● **Record set**:
------------

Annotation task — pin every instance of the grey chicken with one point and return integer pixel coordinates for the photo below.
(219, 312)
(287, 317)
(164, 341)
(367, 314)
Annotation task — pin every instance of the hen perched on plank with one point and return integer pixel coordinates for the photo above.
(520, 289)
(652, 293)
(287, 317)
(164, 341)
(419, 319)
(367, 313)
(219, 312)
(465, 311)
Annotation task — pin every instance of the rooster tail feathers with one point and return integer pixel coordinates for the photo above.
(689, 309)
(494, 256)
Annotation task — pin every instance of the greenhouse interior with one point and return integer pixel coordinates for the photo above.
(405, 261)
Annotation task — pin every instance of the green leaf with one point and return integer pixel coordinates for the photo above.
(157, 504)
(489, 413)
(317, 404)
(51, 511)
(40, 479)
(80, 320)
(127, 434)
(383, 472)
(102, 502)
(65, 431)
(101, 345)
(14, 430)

------------

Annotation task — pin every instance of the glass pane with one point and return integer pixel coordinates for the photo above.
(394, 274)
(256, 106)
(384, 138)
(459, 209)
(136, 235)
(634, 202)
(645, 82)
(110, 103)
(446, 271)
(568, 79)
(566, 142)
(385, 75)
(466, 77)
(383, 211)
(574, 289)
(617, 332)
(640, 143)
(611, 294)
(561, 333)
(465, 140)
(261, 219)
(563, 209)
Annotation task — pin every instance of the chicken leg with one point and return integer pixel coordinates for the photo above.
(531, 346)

------------

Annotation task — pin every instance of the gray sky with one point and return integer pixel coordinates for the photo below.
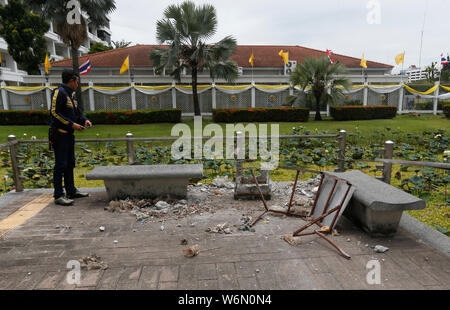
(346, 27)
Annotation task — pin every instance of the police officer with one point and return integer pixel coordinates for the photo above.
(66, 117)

------------

● **What the task requires**: Copy out every row above that contains the word "chicken". Case counts.

● **Exercise response**:
Annotation task — pin every instance of the grey chicken with one point and return integer pixel coordinates for the photo below.
Annotation task — pin every instance of the chicken leg with one point and return integer pixel coordinates for the photo above.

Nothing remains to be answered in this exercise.